■ **AIM OF THE TASK**
Your answer should be every line below that includes the word "wheel".

(Phrase grounding data)
=====

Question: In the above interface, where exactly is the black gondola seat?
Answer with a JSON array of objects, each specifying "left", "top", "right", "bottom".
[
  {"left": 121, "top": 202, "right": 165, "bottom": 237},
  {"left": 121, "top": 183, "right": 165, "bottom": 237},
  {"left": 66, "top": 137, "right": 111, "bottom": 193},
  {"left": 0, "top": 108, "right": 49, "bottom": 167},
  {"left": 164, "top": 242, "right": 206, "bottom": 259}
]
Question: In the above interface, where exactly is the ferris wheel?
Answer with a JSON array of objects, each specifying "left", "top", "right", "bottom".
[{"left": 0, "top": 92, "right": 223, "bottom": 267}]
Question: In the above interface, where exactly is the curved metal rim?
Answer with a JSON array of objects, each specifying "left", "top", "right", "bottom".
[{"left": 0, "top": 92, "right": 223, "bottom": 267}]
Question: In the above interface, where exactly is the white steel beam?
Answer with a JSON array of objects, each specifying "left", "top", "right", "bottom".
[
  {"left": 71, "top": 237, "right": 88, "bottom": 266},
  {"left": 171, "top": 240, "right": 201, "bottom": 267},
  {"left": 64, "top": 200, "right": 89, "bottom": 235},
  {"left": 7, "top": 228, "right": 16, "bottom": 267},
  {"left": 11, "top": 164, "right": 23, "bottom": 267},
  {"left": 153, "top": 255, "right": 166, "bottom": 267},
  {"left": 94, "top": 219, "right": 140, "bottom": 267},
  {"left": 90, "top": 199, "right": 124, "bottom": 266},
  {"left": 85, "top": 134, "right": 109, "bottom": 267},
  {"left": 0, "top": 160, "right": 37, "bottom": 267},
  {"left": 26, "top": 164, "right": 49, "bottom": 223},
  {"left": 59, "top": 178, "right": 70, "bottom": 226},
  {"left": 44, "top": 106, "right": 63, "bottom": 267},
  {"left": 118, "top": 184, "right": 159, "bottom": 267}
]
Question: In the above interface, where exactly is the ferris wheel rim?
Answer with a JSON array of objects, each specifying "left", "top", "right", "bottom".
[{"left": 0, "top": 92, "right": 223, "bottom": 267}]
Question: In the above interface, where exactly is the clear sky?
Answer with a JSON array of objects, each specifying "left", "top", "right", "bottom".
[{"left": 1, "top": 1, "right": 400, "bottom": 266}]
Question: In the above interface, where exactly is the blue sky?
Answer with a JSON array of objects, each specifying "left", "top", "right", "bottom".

=====

■ **EXERCISE RESULT**
Question: In the above interface, where exactly is the ferris wheel?
Question: In the above interface, where exactly is the ferris wheel rim?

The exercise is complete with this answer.